* Task goal *
In the entries below, which lines run from the one containing "Target: background tree" to the one containing "like point(1046, 91)"? Copy exactly those lines, ends included, and no others.

Dataset records START

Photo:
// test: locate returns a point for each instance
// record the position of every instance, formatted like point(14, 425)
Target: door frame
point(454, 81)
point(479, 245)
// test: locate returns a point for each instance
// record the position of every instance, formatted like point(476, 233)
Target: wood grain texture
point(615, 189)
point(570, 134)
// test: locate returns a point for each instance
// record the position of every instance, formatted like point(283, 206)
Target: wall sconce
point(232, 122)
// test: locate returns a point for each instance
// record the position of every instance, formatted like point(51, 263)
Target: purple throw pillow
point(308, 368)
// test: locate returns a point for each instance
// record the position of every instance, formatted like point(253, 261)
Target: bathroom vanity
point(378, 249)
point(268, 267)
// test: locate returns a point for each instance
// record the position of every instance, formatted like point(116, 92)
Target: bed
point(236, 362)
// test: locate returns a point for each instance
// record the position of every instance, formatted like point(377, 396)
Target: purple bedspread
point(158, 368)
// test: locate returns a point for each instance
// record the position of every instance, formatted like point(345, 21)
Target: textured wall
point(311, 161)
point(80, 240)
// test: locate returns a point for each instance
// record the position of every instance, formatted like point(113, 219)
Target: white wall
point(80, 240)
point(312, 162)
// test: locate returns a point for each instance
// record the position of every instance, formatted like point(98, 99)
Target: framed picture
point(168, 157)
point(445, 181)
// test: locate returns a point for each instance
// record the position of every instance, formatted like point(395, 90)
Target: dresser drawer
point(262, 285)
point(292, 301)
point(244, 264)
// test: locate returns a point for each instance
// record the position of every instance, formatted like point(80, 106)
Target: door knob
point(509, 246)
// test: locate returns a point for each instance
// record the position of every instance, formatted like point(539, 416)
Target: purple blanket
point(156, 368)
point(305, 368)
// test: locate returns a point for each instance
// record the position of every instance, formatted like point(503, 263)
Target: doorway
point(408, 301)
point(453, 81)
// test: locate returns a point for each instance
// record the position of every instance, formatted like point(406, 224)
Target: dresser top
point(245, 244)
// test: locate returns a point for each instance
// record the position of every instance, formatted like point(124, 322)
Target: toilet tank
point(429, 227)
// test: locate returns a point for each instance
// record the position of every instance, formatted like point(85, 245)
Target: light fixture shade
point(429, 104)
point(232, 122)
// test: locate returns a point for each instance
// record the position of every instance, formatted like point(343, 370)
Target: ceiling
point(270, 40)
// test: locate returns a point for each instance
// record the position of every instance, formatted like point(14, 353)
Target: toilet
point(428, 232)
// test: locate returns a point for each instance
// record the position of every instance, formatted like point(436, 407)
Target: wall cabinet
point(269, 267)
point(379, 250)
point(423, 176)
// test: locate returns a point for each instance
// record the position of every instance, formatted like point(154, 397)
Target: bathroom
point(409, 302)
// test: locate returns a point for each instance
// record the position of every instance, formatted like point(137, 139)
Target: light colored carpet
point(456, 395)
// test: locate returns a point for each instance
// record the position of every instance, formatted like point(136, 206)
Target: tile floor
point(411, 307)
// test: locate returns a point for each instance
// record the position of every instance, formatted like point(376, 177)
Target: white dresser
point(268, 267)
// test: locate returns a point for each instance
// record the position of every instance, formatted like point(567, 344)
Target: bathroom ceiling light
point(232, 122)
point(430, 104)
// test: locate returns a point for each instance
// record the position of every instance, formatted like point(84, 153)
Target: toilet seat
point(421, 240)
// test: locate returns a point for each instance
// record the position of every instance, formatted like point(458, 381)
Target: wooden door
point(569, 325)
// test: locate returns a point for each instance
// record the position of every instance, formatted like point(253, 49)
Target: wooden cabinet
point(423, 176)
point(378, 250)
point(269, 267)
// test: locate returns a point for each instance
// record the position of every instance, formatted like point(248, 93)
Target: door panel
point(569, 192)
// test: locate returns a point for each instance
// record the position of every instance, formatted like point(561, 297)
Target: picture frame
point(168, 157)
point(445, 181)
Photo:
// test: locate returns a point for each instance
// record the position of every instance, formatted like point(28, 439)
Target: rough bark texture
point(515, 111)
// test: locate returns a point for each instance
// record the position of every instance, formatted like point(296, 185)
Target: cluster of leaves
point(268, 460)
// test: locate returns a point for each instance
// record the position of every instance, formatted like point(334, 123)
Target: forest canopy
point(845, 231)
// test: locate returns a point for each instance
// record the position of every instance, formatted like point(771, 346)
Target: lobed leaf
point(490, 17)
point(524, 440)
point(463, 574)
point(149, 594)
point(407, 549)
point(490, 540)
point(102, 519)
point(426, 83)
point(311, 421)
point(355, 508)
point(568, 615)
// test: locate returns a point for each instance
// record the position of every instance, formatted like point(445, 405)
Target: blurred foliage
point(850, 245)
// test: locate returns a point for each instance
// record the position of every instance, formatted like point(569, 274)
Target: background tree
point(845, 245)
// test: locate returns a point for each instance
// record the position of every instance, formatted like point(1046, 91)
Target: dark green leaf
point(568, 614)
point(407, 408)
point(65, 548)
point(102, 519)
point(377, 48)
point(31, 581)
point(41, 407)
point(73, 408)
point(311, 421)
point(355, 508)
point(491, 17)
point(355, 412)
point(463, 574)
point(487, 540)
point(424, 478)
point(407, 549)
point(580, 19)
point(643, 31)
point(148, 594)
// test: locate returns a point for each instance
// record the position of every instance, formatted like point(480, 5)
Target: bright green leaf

Dataset records END

* Task result *
Target: background tree
point(845, 245)
// test: locate returns a point for each instance
// record the position of every instance, formatted like point(1046, 91)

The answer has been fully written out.